ENTRIES SUPPLIED:

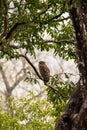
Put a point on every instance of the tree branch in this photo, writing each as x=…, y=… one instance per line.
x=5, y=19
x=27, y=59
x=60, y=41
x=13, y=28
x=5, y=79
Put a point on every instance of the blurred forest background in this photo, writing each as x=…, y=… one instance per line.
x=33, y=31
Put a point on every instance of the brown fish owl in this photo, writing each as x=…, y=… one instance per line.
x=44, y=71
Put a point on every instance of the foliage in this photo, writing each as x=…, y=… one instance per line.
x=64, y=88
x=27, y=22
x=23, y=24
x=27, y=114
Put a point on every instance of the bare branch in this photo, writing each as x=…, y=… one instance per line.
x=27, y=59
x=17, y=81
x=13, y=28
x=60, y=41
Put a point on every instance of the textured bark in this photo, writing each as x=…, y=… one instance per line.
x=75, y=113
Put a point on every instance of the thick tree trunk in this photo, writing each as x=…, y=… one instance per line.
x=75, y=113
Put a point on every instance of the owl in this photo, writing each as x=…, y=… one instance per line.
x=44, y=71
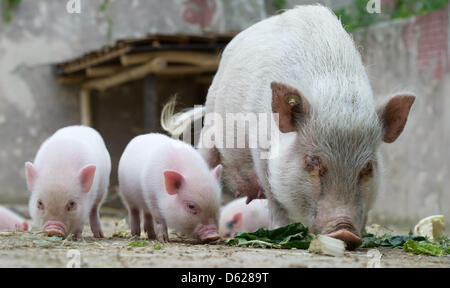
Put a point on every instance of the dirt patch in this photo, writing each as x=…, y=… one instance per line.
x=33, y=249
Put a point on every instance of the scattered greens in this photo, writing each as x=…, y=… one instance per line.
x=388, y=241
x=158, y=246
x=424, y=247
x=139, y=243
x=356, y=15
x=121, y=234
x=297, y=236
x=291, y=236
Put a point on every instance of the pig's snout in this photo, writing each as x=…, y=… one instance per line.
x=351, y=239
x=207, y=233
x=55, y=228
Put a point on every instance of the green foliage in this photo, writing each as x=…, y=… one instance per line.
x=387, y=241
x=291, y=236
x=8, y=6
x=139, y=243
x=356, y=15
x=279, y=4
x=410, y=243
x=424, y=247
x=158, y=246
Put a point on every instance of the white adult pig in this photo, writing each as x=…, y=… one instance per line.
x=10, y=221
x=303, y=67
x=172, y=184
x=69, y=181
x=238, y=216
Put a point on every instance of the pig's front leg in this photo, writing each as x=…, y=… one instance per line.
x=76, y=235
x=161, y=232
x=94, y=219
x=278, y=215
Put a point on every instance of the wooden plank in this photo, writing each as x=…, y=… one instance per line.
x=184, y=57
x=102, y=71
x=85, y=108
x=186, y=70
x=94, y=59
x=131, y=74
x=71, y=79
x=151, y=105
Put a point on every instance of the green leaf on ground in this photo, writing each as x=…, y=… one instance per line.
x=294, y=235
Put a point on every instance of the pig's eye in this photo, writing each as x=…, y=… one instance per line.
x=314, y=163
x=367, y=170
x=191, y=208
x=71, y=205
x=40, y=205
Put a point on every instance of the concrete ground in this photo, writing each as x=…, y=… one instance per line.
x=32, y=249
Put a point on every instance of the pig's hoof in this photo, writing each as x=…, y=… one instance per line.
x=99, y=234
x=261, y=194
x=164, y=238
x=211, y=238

TASK PROMPT: Only the lines from the one bearing "Put a point on every instance of the wooden" to the end of the material belong in the answer; set them down verbatim.

YOUR RESPONSE:
Put a point on every instance of the wooden plank in this photo, writing each as x=…, y=… one instance per line.
x=184, y=57
x=102, y=71
x=85, y=108
x=186, y=70
x=94, y=59
x=131, y=74
x=71, y=79
x=151, y=105
Put a point on every instance of the green leaf on ground in this photo, writing each as x=…, y=… one instance per line.
x=294, y=235
Put a point on every instance of the pig's eye in this photo, writing each as x=…, y=… one instance per line.
x=314, y=163
x=367, y=170
x=191, y=208
x=71, y=205
x=40, y=205
Put a point on every instance of the concrete ground in this photo, writing each as x=…, y=… one instance per line.
x=32, y=249
Put a point on every instance of the pig's hoof in this photo, writing each as x=…, y=… one instance per line.
x=99, y=234
x=261, y=194
x=164, y=238
x=211, y=238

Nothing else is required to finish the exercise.